**What the task asks:** Begin at the line that holds "Place one point per instance of the armchair." and retype every line through the end of the material, both included. Leave out the pictures.
++++ Supplied entries
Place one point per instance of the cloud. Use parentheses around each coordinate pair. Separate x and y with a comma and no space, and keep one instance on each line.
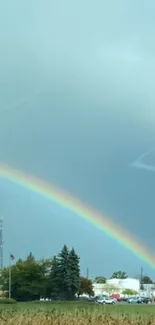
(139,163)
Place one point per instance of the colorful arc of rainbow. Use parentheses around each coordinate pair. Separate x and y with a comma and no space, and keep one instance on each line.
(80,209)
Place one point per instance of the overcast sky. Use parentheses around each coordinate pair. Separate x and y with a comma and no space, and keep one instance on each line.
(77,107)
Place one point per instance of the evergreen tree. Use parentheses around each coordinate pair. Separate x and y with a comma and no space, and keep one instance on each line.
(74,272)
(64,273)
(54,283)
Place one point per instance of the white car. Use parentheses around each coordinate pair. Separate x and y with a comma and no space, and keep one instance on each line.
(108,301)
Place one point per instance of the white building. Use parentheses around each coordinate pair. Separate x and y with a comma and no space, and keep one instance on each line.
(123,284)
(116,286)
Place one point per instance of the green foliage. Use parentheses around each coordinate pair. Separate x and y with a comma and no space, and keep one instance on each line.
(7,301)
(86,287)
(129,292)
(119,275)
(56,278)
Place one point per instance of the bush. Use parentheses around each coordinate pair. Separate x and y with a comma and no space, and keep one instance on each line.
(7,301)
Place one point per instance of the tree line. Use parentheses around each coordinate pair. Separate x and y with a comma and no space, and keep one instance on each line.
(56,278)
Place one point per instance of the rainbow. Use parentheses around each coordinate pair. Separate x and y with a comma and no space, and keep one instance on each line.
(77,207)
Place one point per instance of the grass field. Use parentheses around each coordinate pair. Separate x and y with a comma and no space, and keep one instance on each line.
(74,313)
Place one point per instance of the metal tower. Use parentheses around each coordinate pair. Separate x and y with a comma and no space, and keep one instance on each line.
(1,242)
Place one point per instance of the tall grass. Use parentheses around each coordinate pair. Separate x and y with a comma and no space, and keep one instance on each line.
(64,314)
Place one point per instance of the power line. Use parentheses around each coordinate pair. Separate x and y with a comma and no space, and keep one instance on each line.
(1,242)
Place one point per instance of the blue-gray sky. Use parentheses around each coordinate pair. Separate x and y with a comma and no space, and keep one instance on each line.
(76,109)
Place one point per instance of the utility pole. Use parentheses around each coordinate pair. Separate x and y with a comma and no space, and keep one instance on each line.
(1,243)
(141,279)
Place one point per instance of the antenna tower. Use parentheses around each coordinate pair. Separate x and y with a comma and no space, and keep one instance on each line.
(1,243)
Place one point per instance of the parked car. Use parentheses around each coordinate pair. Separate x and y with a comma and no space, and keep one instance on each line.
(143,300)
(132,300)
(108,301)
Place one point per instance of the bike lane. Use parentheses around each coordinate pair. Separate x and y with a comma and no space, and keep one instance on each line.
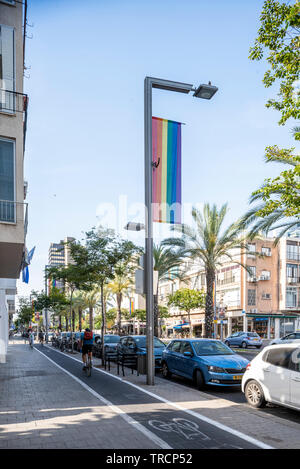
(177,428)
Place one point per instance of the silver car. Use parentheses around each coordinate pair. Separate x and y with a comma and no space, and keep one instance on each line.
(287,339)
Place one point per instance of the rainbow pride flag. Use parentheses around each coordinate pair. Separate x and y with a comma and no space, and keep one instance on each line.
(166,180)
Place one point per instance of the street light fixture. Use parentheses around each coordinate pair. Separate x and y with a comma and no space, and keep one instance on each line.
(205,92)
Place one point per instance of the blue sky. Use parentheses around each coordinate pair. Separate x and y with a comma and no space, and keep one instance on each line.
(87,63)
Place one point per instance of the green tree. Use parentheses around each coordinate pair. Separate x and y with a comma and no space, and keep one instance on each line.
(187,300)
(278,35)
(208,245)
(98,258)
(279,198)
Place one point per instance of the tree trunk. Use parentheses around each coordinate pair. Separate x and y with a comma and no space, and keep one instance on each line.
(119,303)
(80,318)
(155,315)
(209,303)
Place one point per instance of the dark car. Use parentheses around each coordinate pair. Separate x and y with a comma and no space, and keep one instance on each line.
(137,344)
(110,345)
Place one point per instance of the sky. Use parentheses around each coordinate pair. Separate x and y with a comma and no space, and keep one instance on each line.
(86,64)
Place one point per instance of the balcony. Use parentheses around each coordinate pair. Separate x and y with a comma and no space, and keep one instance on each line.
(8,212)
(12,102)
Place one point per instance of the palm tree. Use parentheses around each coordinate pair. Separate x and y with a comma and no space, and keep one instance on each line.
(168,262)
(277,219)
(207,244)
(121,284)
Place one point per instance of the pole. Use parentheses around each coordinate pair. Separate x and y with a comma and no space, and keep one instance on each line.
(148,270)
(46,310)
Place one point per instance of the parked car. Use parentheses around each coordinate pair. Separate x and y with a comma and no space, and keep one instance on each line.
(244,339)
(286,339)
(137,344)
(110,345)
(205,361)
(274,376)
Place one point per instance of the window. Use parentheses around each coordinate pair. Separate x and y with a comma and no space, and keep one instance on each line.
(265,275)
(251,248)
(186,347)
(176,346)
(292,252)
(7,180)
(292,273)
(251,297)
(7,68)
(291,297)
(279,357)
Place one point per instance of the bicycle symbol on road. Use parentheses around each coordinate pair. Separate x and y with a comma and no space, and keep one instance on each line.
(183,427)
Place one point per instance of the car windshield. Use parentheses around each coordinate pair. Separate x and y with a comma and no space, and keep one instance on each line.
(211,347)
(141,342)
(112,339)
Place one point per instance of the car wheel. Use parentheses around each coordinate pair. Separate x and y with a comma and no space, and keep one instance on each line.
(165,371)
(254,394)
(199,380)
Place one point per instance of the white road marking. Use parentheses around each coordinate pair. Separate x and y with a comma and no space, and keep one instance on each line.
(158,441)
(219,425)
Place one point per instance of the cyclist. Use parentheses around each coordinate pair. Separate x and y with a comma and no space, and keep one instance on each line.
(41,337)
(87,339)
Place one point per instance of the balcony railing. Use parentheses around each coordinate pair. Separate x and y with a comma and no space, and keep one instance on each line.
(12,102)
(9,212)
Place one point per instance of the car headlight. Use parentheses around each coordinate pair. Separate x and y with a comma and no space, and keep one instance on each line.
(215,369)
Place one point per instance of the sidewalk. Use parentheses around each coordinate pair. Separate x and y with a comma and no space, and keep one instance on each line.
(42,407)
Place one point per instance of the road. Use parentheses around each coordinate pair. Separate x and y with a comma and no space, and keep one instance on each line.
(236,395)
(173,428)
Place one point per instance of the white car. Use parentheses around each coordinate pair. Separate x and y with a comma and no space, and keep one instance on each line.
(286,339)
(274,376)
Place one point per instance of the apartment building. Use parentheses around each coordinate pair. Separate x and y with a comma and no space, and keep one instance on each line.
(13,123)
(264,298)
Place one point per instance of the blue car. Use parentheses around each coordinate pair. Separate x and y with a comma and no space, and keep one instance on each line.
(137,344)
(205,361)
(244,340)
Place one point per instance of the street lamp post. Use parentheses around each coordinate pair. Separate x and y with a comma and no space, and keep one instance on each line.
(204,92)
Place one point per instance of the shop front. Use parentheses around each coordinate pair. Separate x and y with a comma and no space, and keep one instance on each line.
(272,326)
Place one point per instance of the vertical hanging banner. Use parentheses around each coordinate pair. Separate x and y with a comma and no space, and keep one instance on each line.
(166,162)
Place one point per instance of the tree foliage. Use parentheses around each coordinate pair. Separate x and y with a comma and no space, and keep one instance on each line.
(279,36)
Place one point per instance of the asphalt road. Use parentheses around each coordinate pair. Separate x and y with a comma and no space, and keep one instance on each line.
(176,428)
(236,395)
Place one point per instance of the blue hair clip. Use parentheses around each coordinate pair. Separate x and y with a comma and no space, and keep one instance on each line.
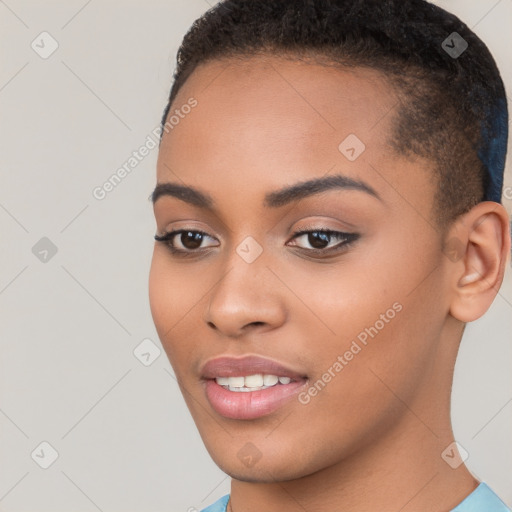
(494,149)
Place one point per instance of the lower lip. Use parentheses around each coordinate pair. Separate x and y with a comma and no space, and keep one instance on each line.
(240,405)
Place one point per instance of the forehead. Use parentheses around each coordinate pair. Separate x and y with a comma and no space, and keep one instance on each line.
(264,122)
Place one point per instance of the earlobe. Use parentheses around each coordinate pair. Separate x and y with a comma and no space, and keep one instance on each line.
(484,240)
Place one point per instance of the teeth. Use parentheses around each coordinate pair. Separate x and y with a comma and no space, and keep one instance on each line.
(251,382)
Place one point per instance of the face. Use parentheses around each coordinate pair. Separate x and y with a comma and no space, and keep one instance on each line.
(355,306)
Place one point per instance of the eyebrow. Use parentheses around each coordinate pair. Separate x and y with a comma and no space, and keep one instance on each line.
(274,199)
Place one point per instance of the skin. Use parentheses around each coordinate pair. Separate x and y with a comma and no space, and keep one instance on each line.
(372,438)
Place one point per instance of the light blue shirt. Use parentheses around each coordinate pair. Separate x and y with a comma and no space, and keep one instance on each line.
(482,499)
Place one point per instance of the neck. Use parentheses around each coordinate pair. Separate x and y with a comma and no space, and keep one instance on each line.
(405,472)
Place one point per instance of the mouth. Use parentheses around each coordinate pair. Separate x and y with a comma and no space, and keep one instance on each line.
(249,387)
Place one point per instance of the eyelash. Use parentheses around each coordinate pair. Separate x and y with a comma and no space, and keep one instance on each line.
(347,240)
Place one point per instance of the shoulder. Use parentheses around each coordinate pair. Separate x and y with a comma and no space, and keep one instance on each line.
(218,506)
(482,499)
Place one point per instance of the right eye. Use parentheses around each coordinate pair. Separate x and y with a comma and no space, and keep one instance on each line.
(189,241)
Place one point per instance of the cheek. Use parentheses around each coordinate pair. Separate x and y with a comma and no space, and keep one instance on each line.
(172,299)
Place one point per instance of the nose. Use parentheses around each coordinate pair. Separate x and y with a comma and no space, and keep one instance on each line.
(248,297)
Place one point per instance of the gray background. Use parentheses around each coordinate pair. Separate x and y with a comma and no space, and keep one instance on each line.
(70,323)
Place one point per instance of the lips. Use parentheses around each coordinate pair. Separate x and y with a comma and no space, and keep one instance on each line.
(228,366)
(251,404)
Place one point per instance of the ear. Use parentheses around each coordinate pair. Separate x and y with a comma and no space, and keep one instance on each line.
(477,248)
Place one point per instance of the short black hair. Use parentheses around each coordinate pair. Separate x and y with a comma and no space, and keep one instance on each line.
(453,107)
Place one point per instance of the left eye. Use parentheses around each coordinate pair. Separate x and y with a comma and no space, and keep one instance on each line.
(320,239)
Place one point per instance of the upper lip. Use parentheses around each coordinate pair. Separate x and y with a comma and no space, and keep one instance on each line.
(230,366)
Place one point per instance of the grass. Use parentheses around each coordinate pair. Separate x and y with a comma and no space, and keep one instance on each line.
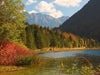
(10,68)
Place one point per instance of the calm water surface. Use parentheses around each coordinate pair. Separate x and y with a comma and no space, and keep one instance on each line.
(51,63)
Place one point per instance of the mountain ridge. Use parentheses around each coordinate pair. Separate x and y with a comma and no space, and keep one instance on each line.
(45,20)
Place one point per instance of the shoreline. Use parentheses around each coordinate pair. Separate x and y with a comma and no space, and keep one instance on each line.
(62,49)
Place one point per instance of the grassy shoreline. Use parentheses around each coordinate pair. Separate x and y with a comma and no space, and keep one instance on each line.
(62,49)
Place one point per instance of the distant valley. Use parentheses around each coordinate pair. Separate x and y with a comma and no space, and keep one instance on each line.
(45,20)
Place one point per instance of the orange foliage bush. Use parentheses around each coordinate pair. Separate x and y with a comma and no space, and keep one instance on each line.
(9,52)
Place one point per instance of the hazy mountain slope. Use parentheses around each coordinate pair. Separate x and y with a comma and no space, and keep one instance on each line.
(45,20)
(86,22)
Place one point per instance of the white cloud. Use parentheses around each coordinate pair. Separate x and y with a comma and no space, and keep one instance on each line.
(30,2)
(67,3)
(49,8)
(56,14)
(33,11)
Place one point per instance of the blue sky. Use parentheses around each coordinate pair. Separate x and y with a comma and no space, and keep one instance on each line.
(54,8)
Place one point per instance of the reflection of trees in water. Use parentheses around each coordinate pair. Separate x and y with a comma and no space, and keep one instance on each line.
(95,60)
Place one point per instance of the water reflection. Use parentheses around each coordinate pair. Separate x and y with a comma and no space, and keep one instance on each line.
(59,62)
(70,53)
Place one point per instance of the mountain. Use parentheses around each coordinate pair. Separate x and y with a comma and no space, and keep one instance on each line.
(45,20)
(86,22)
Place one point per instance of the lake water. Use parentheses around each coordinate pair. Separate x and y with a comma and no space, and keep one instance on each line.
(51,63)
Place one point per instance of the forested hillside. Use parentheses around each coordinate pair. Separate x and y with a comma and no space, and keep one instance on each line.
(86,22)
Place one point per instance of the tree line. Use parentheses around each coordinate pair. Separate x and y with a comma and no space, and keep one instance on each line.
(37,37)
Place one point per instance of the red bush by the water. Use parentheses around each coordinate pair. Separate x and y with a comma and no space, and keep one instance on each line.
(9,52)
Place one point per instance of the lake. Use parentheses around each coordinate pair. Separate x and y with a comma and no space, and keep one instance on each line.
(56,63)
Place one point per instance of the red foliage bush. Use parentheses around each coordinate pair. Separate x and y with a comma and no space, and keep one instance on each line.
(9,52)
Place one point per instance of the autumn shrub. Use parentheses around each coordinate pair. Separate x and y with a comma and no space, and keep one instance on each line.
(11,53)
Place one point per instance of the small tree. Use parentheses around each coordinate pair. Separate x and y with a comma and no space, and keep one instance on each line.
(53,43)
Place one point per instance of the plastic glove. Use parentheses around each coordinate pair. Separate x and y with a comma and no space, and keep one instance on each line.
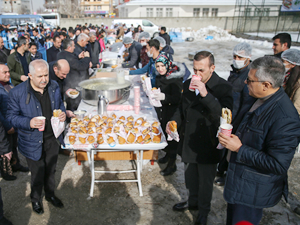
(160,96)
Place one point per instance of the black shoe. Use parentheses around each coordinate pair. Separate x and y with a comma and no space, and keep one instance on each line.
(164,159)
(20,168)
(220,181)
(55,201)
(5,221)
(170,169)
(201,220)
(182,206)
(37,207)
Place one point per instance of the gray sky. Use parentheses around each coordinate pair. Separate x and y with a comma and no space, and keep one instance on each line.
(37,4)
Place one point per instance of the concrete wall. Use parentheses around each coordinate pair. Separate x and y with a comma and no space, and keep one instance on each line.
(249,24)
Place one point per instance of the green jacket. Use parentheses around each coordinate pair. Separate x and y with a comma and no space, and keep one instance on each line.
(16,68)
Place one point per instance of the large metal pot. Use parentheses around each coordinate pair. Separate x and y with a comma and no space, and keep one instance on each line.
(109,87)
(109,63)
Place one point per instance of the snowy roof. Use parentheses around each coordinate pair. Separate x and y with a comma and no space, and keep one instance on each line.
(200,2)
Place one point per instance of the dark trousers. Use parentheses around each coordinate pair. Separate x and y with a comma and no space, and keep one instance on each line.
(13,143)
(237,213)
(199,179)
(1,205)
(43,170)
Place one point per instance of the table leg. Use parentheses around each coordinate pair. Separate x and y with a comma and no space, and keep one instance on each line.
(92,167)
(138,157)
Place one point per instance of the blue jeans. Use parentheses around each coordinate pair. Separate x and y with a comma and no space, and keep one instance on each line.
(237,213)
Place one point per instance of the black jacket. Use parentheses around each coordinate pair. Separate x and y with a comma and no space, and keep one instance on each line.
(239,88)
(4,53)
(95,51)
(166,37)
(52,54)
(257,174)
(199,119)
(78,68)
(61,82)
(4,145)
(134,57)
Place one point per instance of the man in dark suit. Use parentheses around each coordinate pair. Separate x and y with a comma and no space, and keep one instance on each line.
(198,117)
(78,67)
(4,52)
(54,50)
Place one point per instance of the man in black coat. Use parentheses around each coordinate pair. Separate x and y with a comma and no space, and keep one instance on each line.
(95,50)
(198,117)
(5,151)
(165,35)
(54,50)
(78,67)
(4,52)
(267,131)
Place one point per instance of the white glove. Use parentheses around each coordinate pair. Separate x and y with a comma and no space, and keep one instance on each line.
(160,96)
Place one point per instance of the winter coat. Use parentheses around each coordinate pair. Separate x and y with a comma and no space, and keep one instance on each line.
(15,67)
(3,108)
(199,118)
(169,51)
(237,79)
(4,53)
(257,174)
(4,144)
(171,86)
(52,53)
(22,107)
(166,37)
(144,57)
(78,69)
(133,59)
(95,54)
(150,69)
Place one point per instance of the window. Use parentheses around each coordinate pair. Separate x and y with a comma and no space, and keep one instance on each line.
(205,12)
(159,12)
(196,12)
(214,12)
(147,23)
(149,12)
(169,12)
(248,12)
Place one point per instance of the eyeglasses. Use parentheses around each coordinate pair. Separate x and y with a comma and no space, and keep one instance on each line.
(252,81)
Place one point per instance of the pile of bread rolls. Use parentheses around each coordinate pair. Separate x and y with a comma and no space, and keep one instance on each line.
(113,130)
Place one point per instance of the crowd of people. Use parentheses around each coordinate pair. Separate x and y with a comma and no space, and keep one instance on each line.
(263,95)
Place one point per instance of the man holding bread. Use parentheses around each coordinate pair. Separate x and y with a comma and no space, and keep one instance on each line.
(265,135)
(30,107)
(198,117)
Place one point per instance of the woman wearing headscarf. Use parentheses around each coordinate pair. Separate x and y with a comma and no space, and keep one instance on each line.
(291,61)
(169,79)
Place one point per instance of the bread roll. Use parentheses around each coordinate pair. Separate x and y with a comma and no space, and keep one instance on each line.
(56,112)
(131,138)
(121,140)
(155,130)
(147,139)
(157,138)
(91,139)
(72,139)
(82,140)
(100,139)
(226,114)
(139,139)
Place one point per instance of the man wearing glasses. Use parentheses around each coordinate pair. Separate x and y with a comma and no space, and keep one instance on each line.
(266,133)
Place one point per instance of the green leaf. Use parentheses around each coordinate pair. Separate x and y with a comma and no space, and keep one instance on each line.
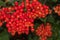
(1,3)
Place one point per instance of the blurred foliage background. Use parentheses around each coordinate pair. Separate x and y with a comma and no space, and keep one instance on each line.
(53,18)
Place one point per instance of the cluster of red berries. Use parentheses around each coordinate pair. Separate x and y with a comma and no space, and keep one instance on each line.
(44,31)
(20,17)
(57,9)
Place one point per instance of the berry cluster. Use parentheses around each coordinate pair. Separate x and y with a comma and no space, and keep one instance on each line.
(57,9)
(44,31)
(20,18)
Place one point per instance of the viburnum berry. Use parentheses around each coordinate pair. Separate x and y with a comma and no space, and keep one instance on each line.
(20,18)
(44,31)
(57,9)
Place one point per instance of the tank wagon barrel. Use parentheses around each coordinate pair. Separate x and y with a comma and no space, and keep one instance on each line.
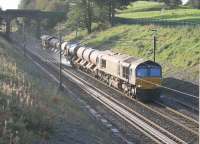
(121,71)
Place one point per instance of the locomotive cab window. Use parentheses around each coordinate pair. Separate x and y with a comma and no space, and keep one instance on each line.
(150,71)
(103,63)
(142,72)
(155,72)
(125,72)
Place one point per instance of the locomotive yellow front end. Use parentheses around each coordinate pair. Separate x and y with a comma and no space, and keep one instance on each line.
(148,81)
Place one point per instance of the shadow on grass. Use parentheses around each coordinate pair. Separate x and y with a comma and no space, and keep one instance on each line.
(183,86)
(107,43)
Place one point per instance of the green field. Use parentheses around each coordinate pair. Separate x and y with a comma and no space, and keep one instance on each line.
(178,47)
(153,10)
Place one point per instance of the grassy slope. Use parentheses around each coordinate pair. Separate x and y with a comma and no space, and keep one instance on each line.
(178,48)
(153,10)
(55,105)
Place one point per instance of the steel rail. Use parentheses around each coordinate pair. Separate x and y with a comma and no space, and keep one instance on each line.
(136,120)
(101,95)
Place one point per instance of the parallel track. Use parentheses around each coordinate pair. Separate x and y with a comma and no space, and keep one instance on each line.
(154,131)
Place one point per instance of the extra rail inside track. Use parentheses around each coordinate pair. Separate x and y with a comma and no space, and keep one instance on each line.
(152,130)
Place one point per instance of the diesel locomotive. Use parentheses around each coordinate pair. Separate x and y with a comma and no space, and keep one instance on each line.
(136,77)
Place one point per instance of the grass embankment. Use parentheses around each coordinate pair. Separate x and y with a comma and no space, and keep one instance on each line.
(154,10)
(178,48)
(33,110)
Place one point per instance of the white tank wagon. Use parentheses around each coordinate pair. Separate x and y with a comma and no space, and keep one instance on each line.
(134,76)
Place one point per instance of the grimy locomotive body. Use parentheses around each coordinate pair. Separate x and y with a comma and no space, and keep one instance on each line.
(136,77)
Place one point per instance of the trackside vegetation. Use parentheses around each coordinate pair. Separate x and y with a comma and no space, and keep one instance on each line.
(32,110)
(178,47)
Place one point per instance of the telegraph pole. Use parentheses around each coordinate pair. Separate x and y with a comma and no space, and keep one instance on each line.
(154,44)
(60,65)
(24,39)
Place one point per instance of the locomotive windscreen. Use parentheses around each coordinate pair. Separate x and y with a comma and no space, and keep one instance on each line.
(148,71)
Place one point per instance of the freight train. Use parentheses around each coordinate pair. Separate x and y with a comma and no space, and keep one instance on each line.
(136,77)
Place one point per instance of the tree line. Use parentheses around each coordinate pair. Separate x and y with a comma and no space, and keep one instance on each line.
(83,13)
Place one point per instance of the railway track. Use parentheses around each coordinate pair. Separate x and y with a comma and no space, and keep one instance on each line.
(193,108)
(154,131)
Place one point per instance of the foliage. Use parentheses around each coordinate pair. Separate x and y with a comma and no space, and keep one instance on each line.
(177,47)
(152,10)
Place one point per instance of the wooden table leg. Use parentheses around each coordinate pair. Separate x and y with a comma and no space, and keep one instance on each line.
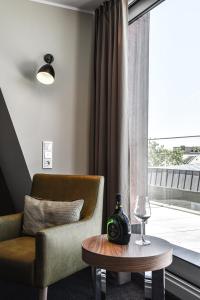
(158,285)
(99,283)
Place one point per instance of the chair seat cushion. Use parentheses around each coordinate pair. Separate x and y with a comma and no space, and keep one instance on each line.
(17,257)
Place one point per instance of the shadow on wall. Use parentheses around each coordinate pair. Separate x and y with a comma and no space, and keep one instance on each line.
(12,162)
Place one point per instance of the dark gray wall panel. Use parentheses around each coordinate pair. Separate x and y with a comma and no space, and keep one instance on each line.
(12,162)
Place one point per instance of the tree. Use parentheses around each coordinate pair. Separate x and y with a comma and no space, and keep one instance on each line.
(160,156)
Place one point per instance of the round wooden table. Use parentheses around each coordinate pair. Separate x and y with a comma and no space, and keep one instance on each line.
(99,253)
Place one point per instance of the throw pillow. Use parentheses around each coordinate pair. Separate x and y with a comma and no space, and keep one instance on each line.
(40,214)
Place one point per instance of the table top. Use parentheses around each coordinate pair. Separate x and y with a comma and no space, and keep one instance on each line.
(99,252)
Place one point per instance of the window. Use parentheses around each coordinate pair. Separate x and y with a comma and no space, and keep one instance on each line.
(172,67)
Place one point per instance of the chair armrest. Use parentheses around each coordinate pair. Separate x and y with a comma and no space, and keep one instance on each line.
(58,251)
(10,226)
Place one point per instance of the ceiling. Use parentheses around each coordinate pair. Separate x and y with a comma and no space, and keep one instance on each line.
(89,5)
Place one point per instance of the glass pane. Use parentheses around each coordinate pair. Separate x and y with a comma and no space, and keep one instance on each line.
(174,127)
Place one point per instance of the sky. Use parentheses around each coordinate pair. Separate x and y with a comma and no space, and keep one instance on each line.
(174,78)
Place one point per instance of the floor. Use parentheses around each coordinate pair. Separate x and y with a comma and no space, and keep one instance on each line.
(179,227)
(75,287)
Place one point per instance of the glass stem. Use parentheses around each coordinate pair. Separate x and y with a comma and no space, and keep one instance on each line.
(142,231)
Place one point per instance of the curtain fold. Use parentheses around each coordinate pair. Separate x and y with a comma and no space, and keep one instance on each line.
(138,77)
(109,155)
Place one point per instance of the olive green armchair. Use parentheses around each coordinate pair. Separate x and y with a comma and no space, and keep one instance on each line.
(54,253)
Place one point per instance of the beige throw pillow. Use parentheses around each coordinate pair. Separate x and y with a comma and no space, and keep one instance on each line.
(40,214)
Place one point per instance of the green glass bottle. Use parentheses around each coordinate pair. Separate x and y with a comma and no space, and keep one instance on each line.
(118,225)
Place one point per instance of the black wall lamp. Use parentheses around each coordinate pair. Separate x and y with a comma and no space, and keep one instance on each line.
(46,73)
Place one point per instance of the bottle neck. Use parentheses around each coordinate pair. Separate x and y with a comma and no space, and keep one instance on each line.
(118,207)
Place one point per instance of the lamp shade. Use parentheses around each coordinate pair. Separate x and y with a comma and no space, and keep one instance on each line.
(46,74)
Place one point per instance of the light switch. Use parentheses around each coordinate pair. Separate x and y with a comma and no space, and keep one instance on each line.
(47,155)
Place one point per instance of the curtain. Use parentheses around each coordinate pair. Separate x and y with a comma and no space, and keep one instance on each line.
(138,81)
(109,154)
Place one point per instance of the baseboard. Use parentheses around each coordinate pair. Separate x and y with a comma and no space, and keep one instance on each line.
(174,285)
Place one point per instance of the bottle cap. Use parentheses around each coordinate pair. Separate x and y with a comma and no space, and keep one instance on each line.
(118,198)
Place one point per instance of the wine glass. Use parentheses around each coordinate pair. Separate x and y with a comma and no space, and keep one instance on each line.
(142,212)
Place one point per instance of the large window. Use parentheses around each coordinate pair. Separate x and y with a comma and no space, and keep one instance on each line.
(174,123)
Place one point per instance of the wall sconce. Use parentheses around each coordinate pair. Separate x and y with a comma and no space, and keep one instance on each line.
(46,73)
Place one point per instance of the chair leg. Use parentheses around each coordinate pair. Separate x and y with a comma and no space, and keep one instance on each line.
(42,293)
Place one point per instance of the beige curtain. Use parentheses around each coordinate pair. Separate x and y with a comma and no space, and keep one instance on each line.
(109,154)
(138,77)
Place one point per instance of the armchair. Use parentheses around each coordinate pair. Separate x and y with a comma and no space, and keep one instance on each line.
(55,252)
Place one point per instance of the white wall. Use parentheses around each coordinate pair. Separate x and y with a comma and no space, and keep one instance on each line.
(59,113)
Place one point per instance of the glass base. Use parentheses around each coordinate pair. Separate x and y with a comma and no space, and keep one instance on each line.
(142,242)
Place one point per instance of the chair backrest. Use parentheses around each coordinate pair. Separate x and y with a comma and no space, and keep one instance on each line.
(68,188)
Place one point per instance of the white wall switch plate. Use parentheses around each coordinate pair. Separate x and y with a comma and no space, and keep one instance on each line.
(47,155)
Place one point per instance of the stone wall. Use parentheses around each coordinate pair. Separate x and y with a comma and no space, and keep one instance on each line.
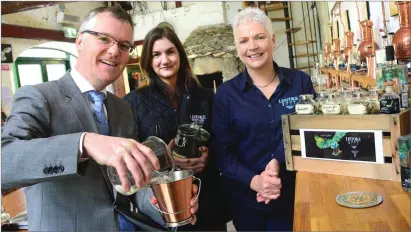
++++++++
**Task solution:**
Place one point per instance of the armchair. Use parentheses around each coordinate pair. Separate x and y with a comma and no space, and keep one instance on each line.
(55,252)
Place one point per instance of the white wall. Use parentheses around each coordinate pair. Separate x and y with a comma and no space, and keep one instance on each line.
(59,113)
Place one point per instance of the glass base. Use parentheses around each coordinate pair. Separate x and y with a comma and no space, and keep one instance on each line.
(142,242)
Place one point per instance of the chair backrest. Use parentheses around each coordinate pair. Separate x and y with a comma and no space, and keep one instance on each line.
(68,188)
Place one point per instance of the white wall switch plate. Use parentheses around each coordinate pair. Separate x and y with a comma and no space, and keep one instance on each line.
(47,155)
Place one point per instance of the stone wall. Use parentheses around each coordinate pair. Separate x and y with a comma and no space, and keep one instance on each line.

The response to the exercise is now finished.